What the task requires
An exact copy of every entry below is needed.

Records from a dataset:

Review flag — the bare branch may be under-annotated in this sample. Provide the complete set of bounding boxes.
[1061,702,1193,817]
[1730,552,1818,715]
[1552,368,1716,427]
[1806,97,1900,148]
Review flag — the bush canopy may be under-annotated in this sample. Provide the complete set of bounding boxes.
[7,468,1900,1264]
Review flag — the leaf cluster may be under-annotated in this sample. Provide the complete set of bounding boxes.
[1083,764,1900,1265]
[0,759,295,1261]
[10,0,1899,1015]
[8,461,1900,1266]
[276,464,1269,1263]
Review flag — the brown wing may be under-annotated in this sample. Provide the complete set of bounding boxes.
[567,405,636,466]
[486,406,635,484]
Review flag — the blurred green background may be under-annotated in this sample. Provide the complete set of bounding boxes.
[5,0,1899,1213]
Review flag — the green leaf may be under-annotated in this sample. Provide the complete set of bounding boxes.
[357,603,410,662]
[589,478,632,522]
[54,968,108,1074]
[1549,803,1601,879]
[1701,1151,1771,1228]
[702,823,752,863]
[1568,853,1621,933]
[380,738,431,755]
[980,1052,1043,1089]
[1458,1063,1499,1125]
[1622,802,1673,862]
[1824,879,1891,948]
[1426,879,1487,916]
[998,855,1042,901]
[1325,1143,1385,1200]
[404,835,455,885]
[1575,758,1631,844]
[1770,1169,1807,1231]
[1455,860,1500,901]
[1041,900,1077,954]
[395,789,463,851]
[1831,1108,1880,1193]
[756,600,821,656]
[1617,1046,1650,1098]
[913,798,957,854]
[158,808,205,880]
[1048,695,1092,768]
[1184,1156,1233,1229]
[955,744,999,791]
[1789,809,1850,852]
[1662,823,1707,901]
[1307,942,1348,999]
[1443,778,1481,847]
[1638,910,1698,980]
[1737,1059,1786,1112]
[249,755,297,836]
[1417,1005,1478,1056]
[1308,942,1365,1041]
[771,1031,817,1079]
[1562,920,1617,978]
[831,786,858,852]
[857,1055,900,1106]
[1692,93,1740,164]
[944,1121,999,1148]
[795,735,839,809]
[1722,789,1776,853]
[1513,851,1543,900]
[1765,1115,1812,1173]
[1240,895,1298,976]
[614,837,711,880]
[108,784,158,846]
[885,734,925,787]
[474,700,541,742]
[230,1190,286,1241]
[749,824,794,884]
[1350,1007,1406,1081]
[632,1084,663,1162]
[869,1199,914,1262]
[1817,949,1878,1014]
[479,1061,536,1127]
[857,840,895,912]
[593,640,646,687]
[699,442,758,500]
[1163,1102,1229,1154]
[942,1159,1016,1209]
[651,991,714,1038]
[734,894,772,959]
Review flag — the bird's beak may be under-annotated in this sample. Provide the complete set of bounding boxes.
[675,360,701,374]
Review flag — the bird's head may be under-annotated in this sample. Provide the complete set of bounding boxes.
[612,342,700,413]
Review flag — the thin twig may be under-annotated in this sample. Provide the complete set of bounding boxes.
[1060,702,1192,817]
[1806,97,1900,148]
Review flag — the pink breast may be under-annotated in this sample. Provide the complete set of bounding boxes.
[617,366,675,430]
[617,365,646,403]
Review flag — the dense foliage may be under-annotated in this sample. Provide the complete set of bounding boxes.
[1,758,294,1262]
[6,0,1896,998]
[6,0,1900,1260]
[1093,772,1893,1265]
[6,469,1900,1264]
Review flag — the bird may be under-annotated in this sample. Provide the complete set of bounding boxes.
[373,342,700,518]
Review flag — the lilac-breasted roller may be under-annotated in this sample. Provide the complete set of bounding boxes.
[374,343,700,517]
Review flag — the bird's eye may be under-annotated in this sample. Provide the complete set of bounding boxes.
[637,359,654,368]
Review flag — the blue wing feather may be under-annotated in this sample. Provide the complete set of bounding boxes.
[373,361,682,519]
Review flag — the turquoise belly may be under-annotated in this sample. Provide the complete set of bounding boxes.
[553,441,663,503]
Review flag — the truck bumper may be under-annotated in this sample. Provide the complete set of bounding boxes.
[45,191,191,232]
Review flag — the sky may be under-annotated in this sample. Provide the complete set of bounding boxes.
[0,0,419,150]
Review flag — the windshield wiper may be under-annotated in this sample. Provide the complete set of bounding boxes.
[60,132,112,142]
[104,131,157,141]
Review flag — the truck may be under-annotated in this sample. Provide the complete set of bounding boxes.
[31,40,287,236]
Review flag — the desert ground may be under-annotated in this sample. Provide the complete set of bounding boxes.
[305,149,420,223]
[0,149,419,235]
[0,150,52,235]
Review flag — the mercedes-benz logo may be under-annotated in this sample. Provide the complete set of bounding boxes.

Written solution
Review flag — the bare branch may be under-annotated in this sample. Provide the complete set of bounding boxes.
[1061,702,1193,817]
[1730,552,1818,715]
[1552,368,1716,427]
[1806,97,1900,148]
Review flag — the bush canopy may be under-annotated in this sample. Provide the complete set of bounding boxes.
[7,468,1900,1264]
Review flag — the leaf cluster may be under-annotated in this sample. Provide the complete set of bounding boxes.
[1083,764,1900,1265]
[0,759,295,1261]
[10,0,1899,1015]
[8,461,1900,1266]
[276,464,1269,1263]
Review flag — the brown wing may be under-annotated in this sample. Provide the complete set of bounding boxes.
[567,405,636,466]
[486,406,635,484]
Review flag — the blurred green background may be under-annotated in this sample. Provide the complete set of bounding boxes.
[5,0,1899,1213]
Review flag — the green leaf may be under-annotated in this sample. Provide the complete set of bounding boxes.
[357,603,410,662]
[589,478,632,522]
[54,968,108,1074]
[1549,803,1601,879]
[1701,1151,1771,1228]
[702,823,752,863]
[1568,853,1621,933]
[380,738,431,755]
[980,1052,1043,1089]
[1458,1063,1499,1125]
[1622,802,1673,862]
[1824,879,1891,948]
[1426,879,1487,916]
[998,855,1042,901]
[1325,1143,1385,1200]
[404,835,455,885]
[1575,758,1631,844]
[1770,1169,1807,1231]
[1455,860,1500,901]
[1041,900,1077,954]
[395,789,463,851]
[1831,1108,1880,1193]
[756,600,821,656]
[1617,1046,1650,1098]
[913,798,957,854]
[158,808,205,880]
[1048,695,1092,768]
[1184,1156,1233,1229]
[955,744,999,791]
[1789,809,1850,852]
[1662,823,1707,901]
[1307,942,1348,999]
[1443,778,1481,847]
[1638,910,1698,980]
[1737,1059,1786,1112]
[249,755,297,836]
[1417,1005,1478,1056]
[1308,942,1365,1041]
[771,1031,817,1079]
[1562,920,1617,978]
[831,786,858,852]
[857,1055,900,1106]
[1692,93,1740,164]
[944,1121,999,1148]
[795,735,839,809]
[1722,789,1776,853]
[1513,851,1543,900]
[1765,1115,1812,1173]
[1240,895,1298,976]
[614,837,711,880]
[108,784,158,846]
[885,734,925,787]
[474,700,541,742]
[230,1190,286,1241]
[749,824,794,884]
[1350,1007,1406,1081]
[632,1084,663,1162]
[869,1199,914,1262]
[1817,949,1878,1014]
[479,1061,536,1127]
[857,840,895,912]
[593,640,646,687]
[699,442,758,500]
[1163,1102,1229,1154]
[942,1159,1016,1209]
[651,991,714,1038]
[734,894,772,959]
Review flag — the bird's beak may be under-annotated in this sample. Provide the complete set of bounding boxes.
[675,360,701,374]
Review flag — the bird's head may be under-annotated in this sample. Provide the complete set of bounding boxes.
[612,342,700,413]
Review flag — the thin twig may be under-annotated in this sample. Provide the complete set of bounding boxes.
[1060,702,1192,817]
[1806,97,1900,148]
Review flag — the pink breast may be under-annotated in this sample. Provide the complete set of bounding boxes.
[617,366,675,430]
[617,365,646,403]
Review flag — the dense foliage may be under-annotated in this sample. Provide the complete set of bounding boxes.
[1,758,294,1262]
[6,0,1896,998]
[6,0,1900,1260]
[1093,772,1893,1265]
[6,469,1900,1264]
Review flag — the bird may be under-annotated in this sample. Provide the complete set of bounding boxes.
[373,342,700,518]
Review flag — the lilac-breasted roller may be under-annotated in this sample. Provide the complete set of bounding boxes.
[374,343,700,517]
Review flag — the bird's eye may be under-annotated in this sample. Provide the complete set of bounding boxes.
[637,359,654,368]
Review flag — the blue wing feather may be under-annotated in this sample. Provide the complete set of bounding boxes.
[373,361,682,519]
Review flag — the turquoise belly may be under-annotated in this sample. Provide the complete set of bounding boxes.
[553,441,663,503]
Review flag — the truck bumper may be under-annotated in this sample. Provide the complete set of bounding boxes.
[45,191,191,232]
Review flag — the sky may be under-annotated in this sample. Provide the complete set of bounding boxes.
[0,0,419,150]
Review flag — the windshield wiper may be under-annotated in this sample. Provide the complete set of bounding boxes.
[60,132,112,142]
[104,131,157,141]
Review flag — the truck may be under-annotated in this sample. Provide the complete set of bounding boxes.
[31,40,287,236]
Review flag — the desert ground may be under-annotated in this sample. Provide the complete set of bounding boxes.
[305,149,420,223]
[0,149,419,235]
[0,150,52,235]
Review flag — the mercedes-benz logo may be under-annotated in this sample. Provide the complete set of bounding boxes.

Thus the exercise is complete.